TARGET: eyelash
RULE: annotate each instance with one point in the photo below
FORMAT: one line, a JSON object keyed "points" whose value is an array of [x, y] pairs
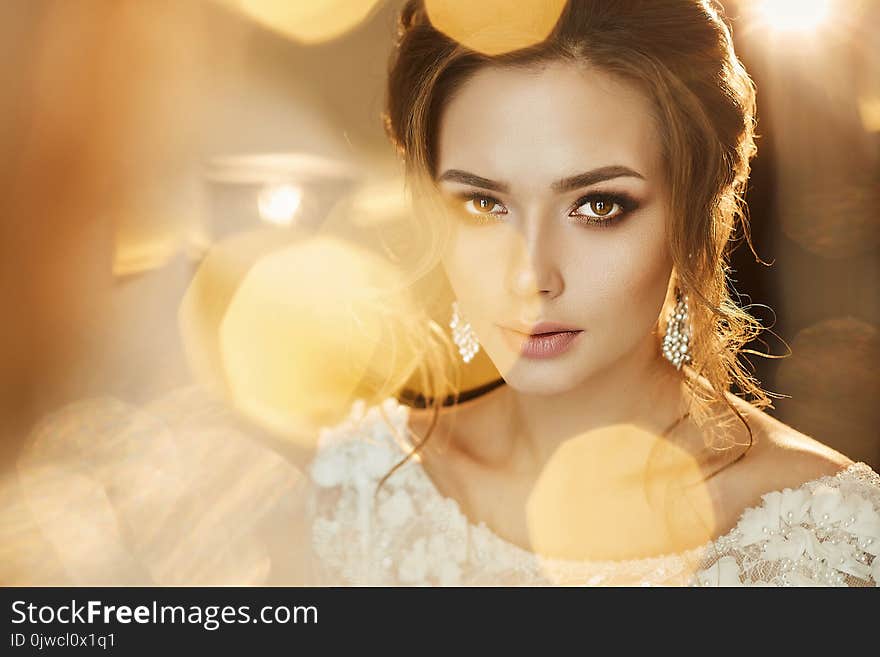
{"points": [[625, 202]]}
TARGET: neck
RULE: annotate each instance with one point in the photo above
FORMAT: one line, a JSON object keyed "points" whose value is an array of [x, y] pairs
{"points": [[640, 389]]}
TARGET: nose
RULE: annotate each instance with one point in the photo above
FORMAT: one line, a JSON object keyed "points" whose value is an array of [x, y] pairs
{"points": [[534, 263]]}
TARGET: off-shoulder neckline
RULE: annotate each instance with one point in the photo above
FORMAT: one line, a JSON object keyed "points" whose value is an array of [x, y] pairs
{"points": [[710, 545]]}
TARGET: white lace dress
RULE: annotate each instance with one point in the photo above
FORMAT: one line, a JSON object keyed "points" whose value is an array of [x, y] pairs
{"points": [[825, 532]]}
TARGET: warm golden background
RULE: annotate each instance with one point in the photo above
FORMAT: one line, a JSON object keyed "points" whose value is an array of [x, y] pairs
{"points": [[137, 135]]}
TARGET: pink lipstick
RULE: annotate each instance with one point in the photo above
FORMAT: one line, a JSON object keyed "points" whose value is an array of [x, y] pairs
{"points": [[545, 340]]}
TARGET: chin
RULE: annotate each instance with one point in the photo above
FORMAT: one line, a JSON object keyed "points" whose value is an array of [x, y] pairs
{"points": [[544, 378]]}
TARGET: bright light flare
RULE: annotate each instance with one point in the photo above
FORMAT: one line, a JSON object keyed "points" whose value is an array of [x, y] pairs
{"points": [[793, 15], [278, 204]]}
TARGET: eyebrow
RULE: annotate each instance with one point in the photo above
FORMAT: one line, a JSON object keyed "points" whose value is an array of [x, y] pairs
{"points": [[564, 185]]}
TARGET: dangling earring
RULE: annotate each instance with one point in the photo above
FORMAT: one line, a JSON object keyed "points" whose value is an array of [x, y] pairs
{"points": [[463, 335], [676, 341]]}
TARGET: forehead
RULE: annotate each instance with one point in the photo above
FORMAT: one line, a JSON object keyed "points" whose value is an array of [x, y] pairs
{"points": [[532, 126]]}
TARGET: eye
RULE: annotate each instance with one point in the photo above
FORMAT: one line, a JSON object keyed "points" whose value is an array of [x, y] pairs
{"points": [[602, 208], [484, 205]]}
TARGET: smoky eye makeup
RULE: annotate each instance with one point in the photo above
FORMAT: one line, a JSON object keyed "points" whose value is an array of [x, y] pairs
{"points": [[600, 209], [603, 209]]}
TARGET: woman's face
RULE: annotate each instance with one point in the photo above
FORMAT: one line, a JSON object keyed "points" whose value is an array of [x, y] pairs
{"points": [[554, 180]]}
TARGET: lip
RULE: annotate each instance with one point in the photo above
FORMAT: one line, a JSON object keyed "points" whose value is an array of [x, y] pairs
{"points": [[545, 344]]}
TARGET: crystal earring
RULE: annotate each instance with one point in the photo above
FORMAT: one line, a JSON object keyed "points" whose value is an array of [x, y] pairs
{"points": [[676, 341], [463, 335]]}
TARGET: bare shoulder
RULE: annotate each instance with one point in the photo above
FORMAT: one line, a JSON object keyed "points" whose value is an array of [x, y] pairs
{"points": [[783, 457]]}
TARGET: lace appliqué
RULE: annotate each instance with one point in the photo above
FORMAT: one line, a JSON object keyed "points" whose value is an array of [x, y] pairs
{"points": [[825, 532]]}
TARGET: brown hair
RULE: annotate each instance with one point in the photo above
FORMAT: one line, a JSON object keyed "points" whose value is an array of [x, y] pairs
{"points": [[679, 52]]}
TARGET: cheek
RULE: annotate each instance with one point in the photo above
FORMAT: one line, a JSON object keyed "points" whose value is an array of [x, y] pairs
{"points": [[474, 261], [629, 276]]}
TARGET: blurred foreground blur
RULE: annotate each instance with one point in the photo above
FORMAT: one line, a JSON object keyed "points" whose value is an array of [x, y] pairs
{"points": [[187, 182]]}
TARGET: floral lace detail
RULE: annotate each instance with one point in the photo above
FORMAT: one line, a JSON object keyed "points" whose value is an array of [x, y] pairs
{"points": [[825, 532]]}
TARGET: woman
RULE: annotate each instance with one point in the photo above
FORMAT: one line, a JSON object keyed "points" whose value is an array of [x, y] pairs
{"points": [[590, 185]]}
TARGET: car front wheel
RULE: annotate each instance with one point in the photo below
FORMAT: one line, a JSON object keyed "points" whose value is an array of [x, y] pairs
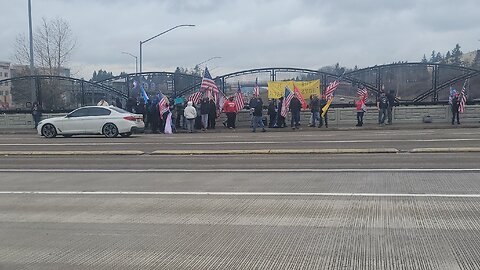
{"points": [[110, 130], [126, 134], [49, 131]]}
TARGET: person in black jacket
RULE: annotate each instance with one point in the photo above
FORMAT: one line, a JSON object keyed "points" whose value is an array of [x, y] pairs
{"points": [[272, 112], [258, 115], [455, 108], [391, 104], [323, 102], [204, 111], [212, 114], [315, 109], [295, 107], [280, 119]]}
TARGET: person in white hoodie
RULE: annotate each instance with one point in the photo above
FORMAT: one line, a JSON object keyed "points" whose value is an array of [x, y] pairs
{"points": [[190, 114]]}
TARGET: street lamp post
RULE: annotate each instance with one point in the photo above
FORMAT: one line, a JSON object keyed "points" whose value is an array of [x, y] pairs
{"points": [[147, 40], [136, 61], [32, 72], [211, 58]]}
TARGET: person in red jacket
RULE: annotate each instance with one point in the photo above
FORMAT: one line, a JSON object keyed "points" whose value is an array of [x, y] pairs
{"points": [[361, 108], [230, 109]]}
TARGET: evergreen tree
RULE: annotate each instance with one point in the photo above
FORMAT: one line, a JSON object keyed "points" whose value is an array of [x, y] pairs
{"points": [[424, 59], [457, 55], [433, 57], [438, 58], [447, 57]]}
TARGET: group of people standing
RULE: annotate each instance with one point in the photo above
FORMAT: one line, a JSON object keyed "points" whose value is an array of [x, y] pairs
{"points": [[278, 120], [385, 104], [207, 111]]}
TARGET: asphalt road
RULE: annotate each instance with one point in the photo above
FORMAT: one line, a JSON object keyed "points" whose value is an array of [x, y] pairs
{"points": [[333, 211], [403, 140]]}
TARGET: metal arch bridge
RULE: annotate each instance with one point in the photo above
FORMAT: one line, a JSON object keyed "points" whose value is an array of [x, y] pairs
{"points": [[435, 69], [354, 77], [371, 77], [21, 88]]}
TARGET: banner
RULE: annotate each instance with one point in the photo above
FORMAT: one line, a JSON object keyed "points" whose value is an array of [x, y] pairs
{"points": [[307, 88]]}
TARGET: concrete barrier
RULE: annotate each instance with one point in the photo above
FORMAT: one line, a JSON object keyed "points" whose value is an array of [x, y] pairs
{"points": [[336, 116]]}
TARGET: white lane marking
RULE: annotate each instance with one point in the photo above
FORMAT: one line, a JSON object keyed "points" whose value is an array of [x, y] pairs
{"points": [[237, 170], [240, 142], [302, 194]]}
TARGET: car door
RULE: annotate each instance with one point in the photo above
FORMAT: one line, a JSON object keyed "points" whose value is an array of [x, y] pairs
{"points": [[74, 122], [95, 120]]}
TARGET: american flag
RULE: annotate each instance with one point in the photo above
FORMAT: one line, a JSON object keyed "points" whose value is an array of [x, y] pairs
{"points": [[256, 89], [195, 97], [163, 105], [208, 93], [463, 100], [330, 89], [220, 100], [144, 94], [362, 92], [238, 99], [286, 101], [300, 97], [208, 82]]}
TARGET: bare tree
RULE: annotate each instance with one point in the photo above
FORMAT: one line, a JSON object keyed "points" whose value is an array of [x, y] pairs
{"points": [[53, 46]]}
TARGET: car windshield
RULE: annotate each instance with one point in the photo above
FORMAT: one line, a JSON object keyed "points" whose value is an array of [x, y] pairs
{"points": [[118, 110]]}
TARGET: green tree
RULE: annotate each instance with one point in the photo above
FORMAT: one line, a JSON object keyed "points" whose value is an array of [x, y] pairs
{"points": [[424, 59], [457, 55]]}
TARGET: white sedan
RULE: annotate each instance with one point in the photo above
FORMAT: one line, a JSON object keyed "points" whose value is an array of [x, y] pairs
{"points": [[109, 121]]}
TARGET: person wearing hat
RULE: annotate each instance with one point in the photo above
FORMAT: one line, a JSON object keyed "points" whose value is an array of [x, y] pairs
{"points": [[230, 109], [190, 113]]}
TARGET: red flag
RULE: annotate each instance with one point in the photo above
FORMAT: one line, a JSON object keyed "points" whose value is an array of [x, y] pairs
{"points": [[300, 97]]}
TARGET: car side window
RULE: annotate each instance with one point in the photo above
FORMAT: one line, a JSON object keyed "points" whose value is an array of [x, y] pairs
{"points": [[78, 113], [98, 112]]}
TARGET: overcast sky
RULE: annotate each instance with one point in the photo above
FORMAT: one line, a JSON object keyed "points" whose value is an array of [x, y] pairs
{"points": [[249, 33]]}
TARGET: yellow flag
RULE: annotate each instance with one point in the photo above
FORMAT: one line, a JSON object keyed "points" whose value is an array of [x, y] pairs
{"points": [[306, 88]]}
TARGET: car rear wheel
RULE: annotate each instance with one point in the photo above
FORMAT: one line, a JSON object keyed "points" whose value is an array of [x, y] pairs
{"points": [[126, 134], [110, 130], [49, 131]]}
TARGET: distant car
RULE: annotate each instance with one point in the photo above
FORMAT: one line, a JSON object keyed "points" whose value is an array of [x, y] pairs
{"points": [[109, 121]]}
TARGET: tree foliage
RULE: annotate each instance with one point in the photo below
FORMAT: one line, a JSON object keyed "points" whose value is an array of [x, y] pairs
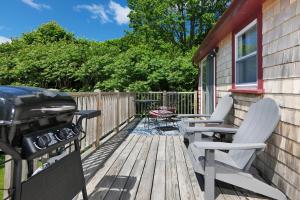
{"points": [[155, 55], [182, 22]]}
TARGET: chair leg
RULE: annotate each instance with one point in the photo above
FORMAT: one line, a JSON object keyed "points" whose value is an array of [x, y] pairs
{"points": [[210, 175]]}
..........
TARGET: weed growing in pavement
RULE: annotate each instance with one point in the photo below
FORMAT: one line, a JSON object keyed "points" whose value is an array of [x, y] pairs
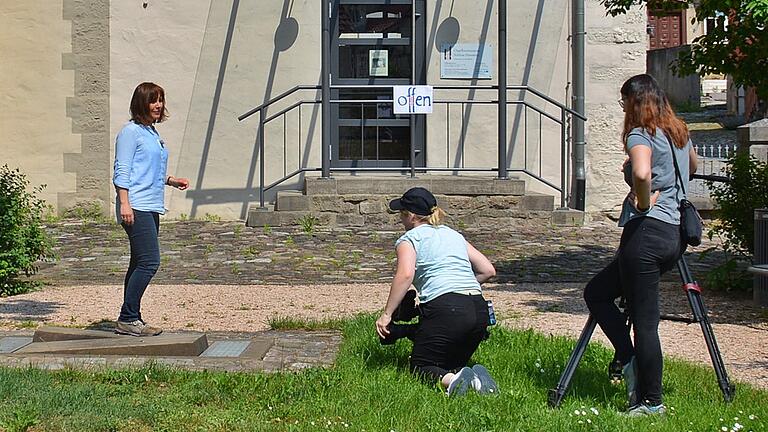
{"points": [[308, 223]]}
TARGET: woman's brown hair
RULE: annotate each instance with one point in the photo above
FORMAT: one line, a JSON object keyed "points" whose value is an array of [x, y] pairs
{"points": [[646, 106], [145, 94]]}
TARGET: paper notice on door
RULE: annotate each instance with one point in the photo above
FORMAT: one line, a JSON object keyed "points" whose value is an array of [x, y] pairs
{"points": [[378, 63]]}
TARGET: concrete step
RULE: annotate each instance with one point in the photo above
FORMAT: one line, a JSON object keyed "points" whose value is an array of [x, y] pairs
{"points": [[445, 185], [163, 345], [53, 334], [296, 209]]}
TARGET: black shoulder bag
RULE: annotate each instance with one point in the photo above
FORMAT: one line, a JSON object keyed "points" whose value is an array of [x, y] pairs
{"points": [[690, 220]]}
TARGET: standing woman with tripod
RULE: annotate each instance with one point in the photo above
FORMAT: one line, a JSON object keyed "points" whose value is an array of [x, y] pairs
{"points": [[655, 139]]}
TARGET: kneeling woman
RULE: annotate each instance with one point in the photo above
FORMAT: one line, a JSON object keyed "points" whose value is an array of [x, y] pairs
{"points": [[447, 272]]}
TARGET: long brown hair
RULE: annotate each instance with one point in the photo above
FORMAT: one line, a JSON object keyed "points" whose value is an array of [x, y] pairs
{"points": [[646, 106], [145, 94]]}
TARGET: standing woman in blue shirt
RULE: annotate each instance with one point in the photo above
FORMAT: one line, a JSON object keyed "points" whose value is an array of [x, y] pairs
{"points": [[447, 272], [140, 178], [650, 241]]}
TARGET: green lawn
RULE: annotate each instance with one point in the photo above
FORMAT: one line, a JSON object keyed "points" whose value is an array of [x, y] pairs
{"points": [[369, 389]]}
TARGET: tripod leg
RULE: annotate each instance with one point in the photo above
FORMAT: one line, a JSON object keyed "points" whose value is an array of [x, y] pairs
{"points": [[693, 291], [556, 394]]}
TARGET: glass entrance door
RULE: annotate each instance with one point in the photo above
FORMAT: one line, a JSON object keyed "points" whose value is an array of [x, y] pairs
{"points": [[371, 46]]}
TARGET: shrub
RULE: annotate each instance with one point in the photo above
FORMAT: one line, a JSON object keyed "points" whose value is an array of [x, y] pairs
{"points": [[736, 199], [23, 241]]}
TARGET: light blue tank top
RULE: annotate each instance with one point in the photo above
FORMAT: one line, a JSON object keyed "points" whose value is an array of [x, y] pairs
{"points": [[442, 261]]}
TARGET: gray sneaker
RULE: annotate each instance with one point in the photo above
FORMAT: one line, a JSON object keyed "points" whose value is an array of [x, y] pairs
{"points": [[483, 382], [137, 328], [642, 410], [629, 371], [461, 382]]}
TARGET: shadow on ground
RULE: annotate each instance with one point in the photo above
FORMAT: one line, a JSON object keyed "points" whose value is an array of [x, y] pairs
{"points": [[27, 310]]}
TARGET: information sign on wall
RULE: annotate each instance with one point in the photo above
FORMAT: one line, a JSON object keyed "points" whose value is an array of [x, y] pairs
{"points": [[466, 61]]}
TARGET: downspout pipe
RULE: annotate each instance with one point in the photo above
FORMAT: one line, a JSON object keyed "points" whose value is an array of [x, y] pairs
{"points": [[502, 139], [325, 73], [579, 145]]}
..........
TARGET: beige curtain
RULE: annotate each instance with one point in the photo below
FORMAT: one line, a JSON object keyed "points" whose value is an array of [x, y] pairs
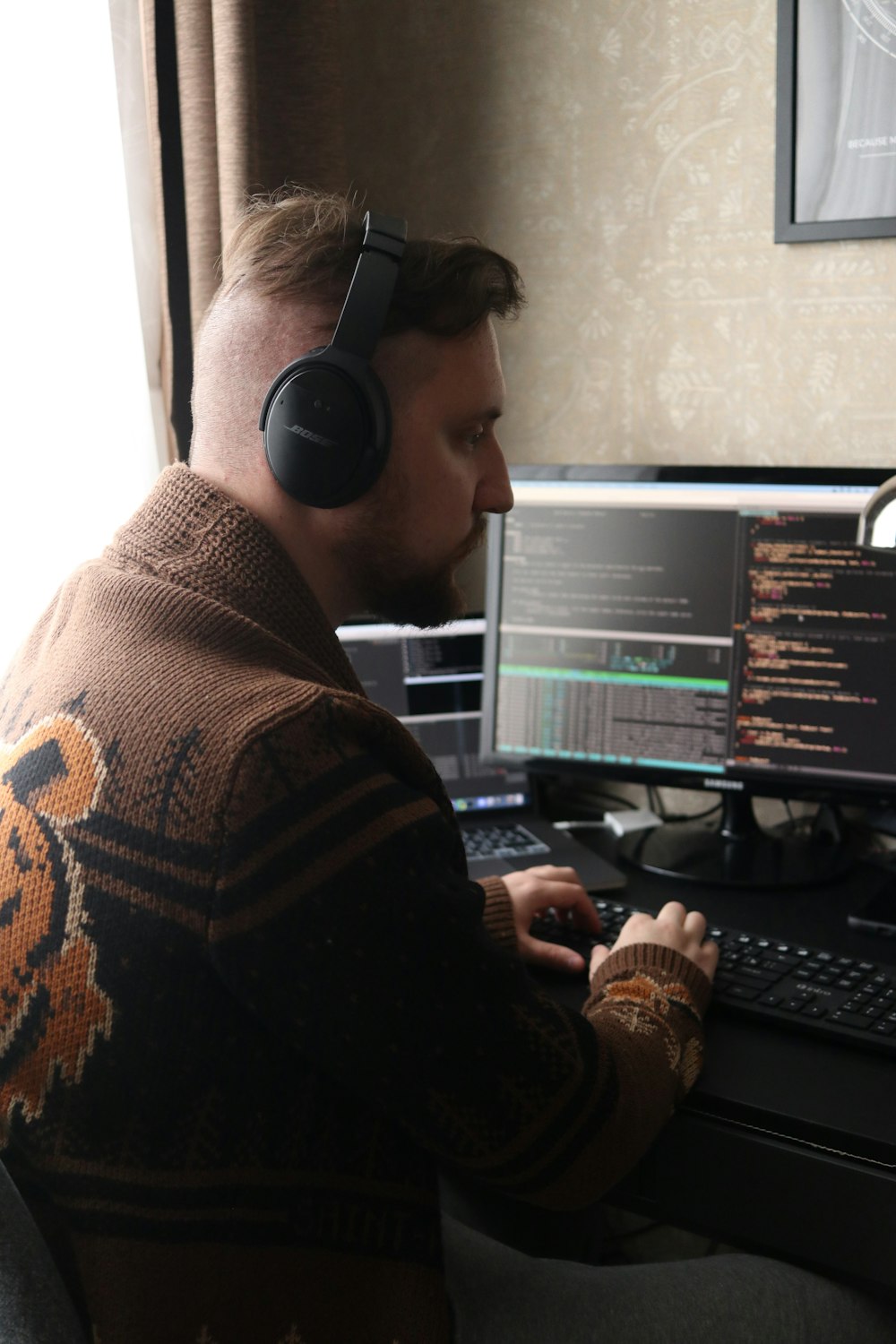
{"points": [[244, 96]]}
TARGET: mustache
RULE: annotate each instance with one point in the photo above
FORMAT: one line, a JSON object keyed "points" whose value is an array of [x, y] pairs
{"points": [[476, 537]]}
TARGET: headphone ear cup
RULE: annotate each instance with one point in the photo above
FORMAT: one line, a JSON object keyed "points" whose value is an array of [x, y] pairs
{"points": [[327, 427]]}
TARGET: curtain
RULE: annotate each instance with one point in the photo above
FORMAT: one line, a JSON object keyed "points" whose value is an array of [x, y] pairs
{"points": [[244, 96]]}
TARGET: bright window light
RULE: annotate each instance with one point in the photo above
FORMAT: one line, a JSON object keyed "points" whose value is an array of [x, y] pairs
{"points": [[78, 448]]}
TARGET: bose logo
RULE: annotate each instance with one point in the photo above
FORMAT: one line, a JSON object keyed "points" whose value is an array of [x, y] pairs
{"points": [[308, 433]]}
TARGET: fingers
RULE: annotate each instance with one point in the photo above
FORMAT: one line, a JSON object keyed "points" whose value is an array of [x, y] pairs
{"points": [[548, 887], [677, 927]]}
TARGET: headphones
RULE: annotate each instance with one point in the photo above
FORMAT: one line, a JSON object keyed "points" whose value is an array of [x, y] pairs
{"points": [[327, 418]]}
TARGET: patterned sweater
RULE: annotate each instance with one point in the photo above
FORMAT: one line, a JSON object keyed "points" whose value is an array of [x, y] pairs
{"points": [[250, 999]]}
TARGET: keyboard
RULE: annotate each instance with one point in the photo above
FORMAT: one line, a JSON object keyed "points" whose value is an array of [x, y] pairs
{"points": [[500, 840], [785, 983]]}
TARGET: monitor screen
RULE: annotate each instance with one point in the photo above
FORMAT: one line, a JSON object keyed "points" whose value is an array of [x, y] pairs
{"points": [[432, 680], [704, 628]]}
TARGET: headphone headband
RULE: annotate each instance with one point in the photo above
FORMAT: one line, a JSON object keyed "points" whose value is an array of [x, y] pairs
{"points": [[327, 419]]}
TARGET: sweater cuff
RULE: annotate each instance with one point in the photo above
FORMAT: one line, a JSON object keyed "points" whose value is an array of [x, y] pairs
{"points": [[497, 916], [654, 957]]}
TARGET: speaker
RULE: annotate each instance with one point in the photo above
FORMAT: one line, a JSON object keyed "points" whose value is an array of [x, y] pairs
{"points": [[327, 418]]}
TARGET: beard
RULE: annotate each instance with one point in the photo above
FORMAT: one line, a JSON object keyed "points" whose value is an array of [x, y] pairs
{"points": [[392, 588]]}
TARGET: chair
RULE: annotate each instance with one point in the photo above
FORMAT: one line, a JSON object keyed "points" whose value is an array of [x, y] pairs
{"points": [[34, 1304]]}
..........
▸ **Exercise aim**:
Collect every line in the entries above that contains the string "person", matching case exactly.

▸ **Output for this task**:
TARGET: person in black jacket
TARGET: person in white hoodie
TARGET: person in red jacket
TARGET: person wearing hat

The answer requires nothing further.